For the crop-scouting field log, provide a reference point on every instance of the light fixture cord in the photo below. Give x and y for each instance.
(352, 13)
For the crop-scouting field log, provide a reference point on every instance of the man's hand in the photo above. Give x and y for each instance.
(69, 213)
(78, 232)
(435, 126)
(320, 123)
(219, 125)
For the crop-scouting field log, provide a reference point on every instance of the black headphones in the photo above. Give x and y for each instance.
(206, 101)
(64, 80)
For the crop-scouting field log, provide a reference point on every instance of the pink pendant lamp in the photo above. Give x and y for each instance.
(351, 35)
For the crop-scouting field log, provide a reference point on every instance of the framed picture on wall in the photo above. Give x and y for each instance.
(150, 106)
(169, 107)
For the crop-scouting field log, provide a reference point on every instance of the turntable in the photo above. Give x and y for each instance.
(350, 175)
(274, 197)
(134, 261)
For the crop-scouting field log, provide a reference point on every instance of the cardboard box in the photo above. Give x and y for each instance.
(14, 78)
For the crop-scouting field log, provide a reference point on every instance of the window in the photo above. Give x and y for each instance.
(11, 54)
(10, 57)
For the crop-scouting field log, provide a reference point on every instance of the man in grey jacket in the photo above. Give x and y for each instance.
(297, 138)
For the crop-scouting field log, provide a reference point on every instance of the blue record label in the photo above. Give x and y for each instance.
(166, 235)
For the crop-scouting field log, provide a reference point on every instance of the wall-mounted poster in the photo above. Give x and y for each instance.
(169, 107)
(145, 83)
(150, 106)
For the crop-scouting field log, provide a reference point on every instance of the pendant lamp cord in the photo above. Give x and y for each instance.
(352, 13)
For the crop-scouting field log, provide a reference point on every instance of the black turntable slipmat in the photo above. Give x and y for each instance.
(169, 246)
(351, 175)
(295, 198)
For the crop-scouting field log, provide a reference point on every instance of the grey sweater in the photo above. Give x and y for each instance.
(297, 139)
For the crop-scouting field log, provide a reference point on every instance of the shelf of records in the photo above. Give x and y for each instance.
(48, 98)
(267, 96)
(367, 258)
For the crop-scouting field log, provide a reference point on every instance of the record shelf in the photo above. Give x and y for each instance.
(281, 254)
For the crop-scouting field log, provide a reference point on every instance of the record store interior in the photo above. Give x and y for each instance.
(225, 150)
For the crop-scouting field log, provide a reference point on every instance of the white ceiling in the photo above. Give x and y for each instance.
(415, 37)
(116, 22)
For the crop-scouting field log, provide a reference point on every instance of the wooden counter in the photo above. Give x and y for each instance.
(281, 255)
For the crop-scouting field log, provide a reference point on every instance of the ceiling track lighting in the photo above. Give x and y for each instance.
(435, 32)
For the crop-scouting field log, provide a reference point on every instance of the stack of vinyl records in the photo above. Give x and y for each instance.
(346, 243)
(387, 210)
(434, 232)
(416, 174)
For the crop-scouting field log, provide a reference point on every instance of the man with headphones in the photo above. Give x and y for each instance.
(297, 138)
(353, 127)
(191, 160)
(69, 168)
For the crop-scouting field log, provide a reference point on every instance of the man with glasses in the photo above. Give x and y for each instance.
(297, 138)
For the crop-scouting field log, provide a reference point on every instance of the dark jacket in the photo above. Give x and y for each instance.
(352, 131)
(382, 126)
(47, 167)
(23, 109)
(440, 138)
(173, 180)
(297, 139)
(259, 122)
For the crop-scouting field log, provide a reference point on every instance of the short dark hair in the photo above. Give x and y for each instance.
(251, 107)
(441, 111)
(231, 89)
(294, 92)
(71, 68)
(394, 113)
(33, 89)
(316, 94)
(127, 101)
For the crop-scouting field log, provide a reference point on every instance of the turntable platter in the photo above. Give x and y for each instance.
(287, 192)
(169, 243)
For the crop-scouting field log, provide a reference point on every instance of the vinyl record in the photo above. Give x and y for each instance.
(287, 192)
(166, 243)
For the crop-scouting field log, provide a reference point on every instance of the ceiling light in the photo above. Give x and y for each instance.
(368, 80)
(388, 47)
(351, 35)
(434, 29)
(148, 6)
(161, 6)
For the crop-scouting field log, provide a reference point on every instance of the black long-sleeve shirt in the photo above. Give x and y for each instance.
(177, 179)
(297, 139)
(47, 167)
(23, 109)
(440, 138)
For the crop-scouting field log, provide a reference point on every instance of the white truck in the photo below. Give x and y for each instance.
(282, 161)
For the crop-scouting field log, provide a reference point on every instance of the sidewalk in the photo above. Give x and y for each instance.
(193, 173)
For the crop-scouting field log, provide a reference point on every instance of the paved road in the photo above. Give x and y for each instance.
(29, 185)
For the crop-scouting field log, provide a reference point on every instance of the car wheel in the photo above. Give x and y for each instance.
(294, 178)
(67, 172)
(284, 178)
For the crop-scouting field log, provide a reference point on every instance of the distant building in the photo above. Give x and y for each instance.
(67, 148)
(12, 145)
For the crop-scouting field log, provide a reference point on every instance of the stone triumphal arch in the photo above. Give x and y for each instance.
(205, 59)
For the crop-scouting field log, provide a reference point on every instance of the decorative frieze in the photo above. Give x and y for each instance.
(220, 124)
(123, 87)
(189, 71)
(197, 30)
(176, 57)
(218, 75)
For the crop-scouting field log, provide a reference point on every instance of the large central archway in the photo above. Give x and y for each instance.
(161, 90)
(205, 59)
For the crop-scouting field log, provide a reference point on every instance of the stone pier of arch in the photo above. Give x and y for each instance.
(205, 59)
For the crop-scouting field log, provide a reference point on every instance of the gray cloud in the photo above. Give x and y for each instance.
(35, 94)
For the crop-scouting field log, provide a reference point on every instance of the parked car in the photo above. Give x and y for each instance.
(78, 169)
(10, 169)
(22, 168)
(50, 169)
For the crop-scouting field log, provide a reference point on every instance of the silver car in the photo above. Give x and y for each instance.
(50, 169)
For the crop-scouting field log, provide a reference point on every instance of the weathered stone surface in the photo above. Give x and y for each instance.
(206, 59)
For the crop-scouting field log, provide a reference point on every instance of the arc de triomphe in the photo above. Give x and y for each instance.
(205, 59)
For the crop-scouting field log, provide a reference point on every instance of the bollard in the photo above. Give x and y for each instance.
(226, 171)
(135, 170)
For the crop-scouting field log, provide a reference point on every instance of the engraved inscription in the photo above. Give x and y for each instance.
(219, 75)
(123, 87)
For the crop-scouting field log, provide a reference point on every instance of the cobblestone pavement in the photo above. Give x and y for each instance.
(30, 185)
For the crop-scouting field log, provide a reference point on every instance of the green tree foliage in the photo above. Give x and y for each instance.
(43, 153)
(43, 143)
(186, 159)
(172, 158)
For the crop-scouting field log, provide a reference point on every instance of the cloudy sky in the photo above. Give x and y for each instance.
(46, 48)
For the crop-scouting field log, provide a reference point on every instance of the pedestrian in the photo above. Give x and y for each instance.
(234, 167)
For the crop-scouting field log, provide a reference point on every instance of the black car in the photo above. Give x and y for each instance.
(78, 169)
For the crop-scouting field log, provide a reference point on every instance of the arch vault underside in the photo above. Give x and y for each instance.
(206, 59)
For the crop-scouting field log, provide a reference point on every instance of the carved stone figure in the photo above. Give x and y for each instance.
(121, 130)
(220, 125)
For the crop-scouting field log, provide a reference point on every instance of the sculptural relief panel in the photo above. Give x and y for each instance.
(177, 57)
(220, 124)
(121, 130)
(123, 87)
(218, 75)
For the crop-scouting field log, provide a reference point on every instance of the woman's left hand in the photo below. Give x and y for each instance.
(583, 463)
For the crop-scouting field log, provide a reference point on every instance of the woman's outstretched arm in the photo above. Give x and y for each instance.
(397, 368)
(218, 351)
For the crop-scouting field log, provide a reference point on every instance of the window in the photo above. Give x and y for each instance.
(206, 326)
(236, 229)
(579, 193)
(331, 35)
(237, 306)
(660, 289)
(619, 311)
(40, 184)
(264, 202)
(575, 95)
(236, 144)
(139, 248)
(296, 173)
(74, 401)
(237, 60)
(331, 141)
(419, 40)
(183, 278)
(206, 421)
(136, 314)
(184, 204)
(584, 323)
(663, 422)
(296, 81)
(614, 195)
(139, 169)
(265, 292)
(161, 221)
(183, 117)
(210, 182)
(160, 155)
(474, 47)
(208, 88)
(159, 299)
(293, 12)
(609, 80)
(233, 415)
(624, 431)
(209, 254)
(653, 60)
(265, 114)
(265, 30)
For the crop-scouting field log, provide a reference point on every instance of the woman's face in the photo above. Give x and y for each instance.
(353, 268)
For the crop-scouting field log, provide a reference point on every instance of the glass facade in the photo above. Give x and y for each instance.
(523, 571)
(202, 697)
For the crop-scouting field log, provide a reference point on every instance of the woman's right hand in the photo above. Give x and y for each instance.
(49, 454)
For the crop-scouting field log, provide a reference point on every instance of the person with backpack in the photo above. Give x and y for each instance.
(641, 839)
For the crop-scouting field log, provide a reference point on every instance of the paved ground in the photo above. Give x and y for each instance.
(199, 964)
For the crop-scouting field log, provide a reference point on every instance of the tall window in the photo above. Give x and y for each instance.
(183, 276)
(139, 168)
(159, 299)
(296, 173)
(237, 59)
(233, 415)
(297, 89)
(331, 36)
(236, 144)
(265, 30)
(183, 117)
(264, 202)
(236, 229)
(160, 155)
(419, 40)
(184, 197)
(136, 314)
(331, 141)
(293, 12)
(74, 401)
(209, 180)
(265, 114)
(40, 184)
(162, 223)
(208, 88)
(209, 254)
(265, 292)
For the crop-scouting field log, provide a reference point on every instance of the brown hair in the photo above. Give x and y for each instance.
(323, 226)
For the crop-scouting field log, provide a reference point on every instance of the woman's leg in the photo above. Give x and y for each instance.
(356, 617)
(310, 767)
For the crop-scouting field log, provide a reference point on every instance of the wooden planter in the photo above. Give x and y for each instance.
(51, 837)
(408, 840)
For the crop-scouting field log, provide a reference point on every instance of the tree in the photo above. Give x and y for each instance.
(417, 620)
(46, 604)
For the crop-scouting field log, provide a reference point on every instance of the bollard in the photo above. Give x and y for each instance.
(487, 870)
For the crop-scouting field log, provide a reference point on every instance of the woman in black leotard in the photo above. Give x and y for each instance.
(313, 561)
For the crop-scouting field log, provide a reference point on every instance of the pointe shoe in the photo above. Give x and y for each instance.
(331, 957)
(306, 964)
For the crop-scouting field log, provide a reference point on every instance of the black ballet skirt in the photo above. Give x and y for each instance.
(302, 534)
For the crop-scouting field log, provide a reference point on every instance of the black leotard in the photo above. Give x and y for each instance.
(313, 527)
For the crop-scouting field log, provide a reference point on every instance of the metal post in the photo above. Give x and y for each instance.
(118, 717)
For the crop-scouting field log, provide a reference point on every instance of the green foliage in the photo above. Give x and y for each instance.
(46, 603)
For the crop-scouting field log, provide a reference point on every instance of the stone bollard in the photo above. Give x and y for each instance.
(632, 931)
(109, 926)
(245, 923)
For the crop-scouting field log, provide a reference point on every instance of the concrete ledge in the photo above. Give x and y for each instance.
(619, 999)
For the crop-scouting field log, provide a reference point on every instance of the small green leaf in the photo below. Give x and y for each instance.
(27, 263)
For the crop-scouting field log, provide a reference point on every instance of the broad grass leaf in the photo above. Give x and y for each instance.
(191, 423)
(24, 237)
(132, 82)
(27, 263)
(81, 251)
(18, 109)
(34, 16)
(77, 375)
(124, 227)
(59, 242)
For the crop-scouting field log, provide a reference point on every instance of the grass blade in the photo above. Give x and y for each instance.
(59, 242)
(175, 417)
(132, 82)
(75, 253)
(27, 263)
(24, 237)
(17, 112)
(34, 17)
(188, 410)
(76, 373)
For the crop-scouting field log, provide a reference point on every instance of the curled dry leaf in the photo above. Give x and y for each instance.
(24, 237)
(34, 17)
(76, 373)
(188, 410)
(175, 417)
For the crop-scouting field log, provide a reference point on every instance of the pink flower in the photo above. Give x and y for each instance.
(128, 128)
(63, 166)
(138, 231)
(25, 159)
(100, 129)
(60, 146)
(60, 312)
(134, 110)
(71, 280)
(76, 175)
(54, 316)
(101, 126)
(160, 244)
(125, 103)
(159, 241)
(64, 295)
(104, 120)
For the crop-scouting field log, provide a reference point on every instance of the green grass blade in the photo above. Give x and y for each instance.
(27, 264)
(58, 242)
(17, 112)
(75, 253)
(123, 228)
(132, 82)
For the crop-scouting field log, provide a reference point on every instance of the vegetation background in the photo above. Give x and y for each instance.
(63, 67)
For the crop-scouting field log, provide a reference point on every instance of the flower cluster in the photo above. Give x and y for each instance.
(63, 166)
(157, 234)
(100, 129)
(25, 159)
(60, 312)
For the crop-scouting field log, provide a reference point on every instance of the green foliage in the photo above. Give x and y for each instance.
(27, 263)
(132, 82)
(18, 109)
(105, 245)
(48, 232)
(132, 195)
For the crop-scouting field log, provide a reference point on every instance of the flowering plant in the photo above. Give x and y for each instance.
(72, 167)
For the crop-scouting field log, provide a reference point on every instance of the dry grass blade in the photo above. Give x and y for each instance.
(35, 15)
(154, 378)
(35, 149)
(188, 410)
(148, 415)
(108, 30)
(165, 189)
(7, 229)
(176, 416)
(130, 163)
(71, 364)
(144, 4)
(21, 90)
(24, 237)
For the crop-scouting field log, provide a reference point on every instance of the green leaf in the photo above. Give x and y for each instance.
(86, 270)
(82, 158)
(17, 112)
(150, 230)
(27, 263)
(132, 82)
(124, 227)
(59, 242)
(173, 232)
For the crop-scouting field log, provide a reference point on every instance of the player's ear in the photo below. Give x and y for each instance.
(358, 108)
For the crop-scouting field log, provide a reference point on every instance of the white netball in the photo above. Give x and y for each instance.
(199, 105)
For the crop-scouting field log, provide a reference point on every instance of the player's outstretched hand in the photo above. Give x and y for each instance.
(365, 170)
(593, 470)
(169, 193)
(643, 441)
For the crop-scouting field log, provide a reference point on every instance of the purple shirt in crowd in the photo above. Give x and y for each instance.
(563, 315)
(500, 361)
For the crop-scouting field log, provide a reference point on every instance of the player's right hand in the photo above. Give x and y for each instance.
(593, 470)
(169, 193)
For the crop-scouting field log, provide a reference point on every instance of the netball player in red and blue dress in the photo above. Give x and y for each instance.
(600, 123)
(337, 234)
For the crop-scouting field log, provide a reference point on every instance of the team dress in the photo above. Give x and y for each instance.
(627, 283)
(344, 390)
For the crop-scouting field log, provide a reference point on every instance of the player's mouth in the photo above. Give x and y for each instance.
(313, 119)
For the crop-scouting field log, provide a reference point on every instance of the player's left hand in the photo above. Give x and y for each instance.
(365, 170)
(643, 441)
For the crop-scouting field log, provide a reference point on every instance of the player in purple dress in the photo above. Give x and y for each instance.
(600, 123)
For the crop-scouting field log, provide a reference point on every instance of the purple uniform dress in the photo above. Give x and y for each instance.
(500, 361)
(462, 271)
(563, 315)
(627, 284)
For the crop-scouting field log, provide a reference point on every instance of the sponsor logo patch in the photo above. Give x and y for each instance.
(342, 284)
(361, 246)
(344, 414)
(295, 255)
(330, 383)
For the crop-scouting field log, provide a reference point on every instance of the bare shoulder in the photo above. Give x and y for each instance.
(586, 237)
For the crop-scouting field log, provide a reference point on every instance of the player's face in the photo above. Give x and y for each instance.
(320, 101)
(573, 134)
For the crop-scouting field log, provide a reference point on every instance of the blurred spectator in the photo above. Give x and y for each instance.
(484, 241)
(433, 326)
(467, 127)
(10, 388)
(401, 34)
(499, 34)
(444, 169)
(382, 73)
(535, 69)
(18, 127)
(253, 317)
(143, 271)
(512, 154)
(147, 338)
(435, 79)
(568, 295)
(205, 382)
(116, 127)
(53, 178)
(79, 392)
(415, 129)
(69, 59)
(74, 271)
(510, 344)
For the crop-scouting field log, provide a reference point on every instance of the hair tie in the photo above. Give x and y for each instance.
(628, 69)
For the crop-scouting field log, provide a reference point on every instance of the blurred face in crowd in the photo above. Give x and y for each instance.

• **Task item**
Output nothing but the lines from the one that contains "of the hair" through the final line of the entries above, exactly as they appear.

• **Problem solution**
For the crop-scouting field log, provide a reference point on every instance of the hair tie in the photo above. Give x and y for each instance.
(628, 69)
For the crop-scouting field log, provide a reference point on every instance of the blurred face in crowd in the photo above. Give x and y for each instance.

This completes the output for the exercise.